#### [Activity]
Make an exact copy of every entry, from the first line to the last.

#### [Records drawn from a dataset]

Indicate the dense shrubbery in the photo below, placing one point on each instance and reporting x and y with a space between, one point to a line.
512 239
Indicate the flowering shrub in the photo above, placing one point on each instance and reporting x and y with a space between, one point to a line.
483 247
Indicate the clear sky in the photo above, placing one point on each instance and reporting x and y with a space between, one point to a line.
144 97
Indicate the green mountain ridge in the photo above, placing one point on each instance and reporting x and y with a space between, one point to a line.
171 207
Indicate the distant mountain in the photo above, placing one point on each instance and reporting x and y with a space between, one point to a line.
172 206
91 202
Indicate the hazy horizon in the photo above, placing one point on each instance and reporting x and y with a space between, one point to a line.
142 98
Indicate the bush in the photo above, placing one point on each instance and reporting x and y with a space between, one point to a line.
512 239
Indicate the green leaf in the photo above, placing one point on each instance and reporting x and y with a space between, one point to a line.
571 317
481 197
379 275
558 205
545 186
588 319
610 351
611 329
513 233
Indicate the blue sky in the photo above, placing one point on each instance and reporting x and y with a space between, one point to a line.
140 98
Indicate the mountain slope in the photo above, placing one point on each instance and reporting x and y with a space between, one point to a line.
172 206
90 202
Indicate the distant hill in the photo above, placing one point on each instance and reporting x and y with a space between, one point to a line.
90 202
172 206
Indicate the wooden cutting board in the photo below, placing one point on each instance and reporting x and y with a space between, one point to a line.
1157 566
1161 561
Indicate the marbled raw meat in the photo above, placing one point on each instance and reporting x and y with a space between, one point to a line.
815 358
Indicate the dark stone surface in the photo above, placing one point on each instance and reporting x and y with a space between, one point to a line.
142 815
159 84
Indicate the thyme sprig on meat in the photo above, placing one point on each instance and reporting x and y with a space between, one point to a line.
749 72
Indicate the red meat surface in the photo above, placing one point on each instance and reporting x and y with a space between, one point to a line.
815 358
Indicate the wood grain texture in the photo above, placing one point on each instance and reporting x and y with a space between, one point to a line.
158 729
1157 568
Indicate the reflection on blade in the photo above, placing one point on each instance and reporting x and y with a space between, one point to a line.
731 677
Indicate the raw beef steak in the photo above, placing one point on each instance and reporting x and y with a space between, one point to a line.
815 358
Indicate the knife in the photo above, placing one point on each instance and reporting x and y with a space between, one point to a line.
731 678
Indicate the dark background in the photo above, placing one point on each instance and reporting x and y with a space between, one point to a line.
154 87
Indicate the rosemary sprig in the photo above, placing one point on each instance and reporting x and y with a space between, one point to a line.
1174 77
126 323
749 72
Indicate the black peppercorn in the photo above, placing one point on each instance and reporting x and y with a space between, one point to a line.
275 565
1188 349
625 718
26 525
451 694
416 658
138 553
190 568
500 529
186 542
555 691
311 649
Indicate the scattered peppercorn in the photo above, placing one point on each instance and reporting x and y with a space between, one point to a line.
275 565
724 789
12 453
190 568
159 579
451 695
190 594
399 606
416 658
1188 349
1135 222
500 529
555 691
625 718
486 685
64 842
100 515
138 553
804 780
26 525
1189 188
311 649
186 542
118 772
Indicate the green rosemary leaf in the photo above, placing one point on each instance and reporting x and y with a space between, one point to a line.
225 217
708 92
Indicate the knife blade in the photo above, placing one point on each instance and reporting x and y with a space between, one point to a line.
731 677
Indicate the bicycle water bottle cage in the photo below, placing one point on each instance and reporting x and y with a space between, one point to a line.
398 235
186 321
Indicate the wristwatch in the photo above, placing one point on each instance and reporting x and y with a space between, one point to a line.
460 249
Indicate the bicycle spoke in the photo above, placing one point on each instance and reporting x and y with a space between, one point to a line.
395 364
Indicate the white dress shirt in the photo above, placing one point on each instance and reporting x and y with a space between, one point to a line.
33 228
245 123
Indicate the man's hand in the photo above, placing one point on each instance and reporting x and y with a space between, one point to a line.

#### [Completed exercise]
Indicate the dense shrubbery in the photo below, placing one point on each instance and reporting x and y with a space between, one point to a line.
512 239
Indicate the flowering shrub in the photo above, placing one point on each instance and reporting x and y with a space between, one point to a line.
483 247
Indicate the clear sky in the photo above, placing one point on each instance and reporting x and y with a space between, one point to a line.
144 97
Indicate the green mountain ridge in the photo above, placing one point on each instance and reporting x and y with a space between, one point to a line.
171 207
Indicate the distant mountain in the photo above, placing one point on each instance and reporting x and y with a space between, one point to a line.
172 206
91 202
Indicate the hazy horizon in the photo above, placing one point on each instance and reporting x and y with a space between, one point to a line.
142 98
Indicate the bush in the photo above, placing one point on each instance and reporting x and y with a space between, one point to a line.
512 239
Indicate the green leaf in the photo above, placing one point on each instance and reporting x and y with a space between, one point to a line.
571 317
481 197
379 275
558 205
545 186
588 319
610 351
611 329
513 233
Indicate the blue sky in the photo above, placing one point on each instance and reporting x and y with a space between, one point to a line.
140 98
Indicate the mountain slope in the photo above, placing one point on each instance and reporting x and y with a space between, one point to a line.
172 206
90 202
Indicate the distant hill in the photo above, placing one point on each instance and reporting x and y with a space between, one point to a line.
90 202
172 206
Indicate the wooden cutting board in the photo below, placing one point on each instance and reporting x and y with a space between, one point to a line.
1157 566
1161 561
Indicate the marbled raw meat in the photo above, placing one point on each instance and reporting x and y with a space between, one point to a line.
815 358
Indicate the dark stone surface in the photo above, placing one point on each instance and reporting x and y with a space between, one point to a line.
142 815
159 84
Indicate the thyme sprig on meat in the photo above, placing one point on each instance and reporting x and y with a space between, one point to a line.
749 72
Indicate the red meat surface in the photo above, placing one point on each instance and reporting x and y with a space between, one point to a line.
815 358
Indicate the wood grain texture in the photo above, placing one point on each instance and reporting x and y with a space between, one point to a line.
158 729
1157 568
Indicate the reflection on blade in the photo above, placing one point on each instance and reporting x and y with a space between, one point to a line.
731 677
Indicate the raw beef steak in the photo above, placing one point on each instance and reporting x and y with a space between, one point to a line.
815 358
Indicate the knife in the photo above, placing one point on each instance and reporting x and y with a space between, one point to a line.
731 678
Indicate the dark background in the photo above, placing one point on each instance and reporting x and y with a space between, one point to a line.
154 87
Indicate the rosemary sprig in the photo above, placing one point on each instance and reporting x and y with a space between, one point to a line.
1174 77
126 323
749 72
Indicate the black peppercorn in the photo above, placing one point on each instance and reporting x and y with a space between, one point to a line.
275 565
1188 349
625 718
26 525
451 694
416 658
138 553
190 568
500 529
186 542
555 691
311 649
Indicate the scattered peppercorn in the photo above, placing one point on each instance and reporting x and y with a space between, one point to a line.
275 565
724 789
12 453
190 568
159 579
451 695
190 594
399 606
416 658
1188 349
1135 222
500 529
555 691
625 718
486 685
64 842
100 515
138 553
804 780
26 525
1189 188
311 649
186 542
118 772
Indicate the green rosemary leaf in the photo above, placing one point on each instance and reporting x and y with a space between, one point to a line.
225 217
708 92
Indicate the knife blade in the photo above, placing one point on each instance and reporting x and y with a space between, one point to a line.
731 677
Indicate the bicycle water bottle cage in the photo below, placing one point on each instance and reporting x and y with a space between, one point to a line.
398 235
186 321
Indicate the wristwatch in the photo above, placing one point on each instance and reporting x and y with a space between, one point to a line.
460 249
Indicate the bicycle spoke in the photo above, placing one point on each instance and reporting x and y with a space between, one point to a line.
395 364
Indicate the white dress shirt in the photo above, placing one point on each instance and reporting x and y with a space between, one point to a line.
33 228
245 123
Indicate the man's hand in the photo above, placing one point on each instance and reporting x and y with a space between, one point to a line.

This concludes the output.